= Beginning of Section =
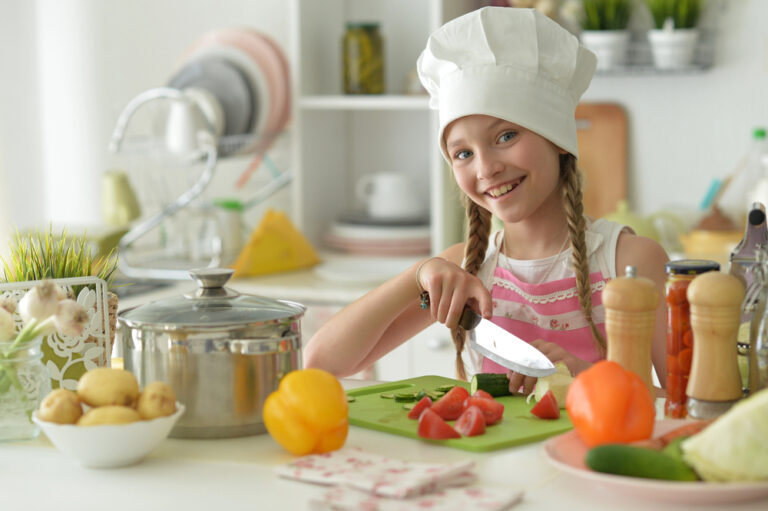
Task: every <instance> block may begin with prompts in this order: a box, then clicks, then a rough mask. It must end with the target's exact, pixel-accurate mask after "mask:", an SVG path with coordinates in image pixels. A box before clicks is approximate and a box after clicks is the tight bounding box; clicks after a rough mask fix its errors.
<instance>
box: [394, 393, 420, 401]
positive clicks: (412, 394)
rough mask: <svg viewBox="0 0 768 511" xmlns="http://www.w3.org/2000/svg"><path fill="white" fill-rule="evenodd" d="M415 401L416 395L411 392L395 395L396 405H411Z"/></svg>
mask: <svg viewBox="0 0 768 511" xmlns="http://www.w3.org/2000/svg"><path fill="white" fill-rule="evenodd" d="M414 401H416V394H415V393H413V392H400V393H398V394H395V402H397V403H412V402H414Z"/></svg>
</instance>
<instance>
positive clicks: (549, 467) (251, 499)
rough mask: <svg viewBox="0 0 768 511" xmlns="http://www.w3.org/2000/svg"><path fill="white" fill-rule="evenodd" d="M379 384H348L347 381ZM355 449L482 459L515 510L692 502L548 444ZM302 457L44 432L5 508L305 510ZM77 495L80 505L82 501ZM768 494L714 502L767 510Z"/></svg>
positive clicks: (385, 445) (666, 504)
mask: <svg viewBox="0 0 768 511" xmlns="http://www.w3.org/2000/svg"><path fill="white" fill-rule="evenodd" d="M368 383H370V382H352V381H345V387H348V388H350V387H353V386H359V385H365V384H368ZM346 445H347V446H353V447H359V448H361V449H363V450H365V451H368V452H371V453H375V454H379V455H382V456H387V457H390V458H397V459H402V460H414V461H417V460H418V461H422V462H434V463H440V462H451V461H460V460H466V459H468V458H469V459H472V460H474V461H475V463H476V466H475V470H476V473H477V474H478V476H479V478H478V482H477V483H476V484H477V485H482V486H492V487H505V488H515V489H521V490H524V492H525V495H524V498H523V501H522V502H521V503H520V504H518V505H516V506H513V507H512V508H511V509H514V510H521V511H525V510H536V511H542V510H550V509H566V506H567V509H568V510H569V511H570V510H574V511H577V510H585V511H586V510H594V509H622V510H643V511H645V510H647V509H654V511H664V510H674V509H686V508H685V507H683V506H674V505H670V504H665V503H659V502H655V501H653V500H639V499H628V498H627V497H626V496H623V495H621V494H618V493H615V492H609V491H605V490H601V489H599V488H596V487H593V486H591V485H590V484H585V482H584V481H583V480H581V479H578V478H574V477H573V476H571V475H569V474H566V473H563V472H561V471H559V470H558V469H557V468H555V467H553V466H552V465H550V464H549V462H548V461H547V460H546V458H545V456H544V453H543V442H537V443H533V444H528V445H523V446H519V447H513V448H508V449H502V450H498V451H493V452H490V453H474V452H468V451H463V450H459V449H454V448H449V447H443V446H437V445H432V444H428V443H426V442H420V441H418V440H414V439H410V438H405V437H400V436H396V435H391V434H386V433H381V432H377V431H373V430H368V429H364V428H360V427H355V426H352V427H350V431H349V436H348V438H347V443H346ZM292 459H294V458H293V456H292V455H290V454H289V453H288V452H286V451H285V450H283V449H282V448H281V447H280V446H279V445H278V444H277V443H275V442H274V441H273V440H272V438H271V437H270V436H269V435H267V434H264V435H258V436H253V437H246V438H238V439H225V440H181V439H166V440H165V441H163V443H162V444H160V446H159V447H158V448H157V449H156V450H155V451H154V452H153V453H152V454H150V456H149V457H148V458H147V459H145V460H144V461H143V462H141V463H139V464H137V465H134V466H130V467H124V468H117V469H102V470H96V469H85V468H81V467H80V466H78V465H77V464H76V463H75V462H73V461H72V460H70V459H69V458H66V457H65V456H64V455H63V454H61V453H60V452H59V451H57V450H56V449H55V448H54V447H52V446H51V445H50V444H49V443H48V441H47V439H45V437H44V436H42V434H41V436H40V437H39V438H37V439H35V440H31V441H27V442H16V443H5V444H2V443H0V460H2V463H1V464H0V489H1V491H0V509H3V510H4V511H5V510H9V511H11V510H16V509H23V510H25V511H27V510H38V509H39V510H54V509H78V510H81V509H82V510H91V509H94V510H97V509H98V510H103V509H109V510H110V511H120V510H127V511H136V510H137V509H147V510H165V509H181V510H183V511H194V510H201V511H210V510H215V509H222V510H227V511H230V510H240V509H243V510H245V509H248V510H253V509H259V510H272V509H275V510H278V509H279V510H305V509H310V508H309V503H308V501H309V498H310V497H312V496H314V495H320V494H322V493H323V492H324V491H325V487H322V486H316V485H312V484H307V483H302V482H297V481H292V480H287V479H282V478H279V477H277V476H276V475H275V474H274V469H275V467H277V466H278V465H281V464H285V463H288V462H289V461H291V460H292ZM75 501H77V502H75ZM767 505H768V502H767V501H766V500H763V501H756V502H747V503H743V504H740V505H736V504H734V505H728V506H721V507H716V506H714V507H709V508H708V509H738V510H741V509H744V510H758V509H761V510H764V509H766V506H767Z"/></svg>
= End of Section =
= Beginning of Section =
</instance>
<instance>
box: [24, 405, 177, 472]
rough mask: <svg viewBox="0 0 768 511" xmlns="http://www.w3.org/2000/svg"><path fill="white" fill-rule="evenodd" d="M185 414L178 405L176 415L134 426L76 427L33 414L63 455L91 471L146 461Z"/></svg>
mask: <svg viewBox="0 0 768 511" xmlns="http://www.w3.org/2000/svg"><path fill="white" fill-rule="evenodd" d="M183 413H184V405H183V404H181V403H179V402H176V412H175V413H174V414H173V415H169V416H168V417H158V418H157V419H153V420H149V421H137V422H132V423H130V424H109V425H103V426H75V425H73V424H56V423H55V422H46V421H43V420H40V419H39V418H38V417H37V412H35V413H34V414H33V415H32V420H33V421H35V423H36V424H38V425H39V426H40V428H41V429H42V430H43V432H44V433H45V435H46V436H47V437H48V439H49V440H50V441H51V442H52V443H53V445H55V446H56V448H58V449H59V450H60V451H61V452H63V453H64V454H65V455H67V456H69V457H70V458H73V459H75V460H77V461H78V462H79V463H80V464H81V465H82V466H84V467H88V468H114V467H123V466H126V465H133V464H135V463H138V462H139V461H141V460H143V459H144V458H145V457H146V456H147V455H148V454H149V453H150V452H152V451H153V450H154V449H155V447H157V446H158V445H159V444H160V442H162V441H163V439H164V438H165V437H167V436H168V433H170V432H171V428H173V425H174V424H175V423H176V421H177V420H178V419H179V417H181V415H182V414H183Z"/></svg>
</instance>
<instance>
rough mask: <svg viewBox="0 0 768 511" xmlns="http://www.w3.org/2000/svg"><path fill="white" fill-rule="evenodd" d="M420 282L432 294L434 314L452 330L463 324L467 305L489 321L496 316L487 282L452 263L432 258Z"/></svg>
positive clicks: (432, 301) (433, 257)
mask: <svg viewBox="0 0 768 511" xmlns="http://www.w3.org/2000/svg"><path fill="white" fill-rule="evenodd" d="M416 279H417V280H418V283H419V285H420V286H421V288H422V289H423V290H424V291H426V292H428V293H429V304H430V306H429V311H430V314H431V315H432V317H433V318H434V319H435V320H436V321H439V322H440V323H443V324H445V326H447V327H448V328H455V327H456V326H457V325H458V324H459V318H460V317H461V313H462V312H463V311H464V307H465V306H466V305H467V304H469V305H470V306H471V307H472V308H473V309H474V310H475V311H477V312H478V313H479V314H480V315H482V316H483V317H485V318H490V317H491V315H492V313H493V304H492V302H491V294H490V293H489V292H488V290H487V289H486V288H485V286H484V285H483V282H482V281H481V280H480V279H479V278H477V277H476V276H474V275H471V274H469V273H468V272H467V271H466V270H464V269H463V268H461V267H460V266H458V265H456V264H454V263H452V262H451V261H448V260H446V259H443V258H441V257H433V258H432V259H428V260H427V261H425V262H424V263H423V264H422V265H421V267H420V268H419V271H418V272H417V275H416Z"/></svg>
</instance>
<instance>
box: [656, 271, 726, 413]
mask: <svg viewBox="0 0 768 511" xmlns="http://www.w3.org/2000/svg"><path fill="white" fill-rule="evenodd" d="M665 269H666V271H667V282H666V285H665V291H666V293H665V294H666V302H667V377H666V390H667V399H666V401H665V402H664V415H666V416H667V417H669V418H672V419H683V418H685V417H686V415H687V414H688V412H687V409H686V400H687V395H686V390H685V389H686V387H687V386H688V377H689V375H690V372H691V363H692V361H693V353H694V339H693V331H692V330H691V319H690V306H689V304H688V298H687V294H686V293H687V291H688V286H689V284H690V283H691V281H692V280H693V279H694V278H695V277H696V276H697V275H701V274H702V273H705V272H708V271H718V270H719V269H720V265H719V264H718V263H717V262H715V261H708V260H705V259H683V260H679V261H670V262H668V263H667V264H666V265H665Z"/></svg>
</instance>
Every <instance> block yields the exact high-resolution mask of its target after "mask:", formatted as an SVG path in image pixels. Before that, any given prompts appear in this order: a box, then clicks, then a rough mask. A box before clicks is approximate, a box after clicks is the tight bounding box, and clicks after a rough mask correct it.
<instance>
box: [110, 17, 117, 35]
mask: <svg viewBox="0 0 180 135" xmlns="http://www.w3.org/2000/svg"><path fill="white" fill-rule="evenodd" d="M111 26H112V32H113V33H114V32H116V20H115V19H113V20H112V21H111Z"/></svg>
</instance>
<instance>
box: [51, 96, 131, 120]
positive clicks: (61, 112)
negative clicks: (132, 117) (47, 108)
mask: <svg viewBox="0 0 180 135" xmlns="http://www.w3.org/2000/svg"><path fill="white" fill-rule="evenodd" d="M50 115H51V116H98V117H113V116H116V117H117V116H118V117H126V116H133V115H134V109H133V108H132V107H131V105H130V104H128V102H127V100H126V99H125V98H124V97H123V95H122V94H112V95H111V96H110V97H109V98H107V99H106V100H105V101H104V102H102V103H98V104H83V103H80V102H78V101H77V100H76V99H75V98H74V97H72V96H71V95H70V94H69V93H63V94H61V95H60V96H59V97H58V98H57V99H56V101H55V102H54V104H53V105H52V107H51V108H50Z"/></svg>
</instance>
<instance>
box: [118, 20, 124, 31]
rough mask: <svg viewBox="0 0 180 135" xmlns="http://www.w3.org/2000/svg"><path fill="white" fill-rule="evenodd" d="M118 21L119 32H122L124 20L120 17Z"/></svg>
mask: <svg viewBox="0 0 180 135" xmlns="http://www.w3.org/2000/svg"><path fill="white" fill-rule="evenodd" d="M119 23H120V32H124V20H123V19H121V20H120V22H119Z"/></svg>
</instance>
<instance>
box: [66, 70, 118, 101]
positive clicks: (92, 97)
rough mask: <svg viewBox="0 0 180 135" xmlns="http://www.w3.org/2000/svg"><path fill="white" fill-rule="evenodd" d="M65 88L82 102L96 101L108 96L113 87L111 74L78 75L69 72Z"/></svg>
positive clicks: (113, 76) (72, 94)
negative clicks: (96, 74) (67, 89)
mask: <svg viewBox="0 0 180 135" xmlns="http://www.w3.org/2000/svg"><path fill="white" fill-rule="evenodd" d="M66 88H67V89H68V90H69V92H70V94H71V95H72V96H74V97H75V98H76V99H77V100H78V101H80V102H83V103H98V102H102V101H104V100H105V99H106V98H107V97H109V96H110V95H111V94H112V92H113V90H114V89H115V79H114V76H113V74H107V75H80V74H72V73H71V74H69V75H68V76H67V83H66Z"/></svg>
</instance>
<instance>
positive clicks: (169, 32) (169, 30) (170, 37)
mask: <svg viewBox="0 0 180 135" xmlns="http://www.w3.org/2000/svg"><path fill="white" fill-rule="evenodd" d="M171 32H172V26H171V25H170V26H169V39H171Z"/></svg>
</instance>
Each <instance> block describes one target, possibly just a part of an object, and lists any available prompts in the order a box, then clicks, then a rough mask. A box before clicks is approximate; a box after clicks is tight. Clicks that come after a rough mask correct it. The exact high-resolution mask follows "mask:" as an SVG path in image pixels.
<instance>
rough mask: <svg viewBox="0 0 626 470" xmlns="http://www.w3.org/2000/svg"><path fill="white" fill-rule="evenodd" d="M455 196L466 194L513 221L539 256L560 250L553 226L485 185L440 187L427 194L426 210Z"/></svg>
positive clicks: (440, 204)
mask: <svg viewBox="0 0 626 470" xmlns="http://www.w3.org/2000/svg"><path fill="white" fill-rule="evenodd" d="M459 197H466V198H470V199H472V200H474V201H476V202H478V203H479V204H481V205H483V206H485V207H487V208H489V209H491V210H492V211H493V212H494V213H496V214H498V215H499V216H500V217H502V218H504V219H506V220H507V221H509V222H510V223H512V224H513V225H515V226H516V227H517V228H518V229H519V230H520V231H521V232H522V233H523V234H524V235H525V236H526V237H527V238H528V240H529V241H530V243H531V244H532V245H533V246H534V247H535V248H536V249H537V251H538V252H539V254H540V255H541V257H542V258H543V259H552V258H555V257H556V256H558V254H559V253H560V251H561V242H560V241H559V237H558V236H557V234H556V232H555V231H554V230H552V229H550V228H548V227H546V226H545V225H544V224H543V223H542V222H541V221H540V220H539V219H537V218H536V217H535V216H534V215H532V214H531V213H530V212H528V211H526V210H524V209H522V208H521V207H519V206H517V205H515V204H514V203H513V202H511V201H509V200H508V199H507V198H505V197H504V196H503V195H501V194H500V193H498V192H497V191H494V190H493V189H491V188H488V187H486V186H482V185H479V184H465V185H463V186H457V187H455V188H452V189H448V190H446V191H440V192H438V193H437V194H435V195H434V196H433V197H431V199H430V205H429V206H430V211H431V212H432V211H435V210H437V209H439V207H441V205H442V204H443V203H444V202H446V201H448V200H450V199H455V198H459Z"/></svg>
= End of Section =
= Beginning of Section =
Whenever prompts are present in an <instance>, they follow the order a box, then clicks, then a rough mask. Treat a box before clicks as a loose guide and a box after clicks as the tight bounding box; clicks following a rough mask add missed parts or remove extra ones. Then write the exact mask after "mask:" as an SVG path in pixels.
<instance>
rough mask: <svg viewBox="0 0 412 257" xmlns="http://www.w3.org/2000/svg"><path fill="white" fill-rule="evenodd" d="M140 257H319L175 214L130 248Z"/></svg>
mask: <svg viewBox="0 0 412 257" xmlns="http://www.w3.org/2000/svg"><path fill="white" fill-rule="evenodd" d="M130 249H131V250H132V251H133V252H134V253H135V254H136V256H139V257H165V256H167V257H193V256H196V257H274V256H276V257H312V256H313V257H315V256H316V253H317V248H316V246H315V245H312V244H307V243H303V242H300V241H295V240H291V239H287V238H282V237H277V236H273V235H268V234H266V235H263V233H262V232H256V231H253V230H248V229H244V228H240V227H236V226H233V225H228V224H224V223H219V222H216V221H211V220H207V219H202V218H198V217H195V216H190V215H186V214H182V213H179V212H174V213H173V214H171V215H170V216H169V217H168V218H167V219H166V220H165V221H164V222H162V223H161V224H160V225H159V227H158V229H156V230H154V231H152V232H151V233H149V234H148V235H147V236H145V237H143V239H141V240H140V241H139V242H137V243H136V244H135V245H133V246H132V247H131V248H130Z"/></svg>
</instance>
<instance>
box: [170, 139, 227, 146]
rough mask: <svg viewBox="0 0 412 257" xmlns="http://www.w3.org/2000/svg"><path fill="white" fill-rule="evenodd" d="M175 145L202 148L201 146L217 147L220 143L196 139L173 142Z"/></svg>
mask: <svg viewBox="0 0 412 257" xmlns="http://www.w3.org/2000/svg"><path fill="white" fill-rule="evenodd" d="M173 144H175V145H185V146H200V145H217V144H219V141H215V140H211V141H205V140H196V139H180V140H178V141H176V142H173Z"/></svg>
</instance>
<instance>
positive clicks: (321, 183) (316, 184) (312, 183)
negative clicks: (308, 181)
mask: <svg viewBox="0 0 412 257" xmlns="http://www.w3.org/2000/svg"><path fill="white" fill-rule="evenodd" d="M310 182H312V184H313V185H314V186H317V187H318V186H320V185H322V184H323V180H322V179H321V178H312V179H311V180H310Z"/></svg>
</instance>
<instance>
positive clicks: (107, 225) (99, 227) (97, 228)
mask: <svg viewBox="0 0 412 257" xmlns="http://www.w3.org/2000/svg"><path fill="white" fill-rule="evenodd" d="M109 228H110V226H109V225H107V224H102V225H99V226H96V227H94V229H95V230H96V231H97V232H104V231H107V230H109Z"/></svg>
= End of Section =
TASK INSTRUCTIONS: Rewrite the lines from the one containing "Task: every <instance>" through the one containing "positive clicks: (412, 394)", inclusive, replacing every occurrence of "rough mask" with "coarse mask" and leaving all other text unchanged.

RESULT OF THIS EXERCISE:
Task: every <instance> block may begin with prompts in this order: a box, then clicks, then a coarse mask. It must end with the target's exact, pixel-accurate mask after "mask:", an SVG path with coordinates in image pixels. A box before clicks is approximate and a box after clicks is the tight bounding box; clicks after a coarse mask fix its errors.
<instance>
box: [394, 393, 420, 401]
positive clicks: (412, 394)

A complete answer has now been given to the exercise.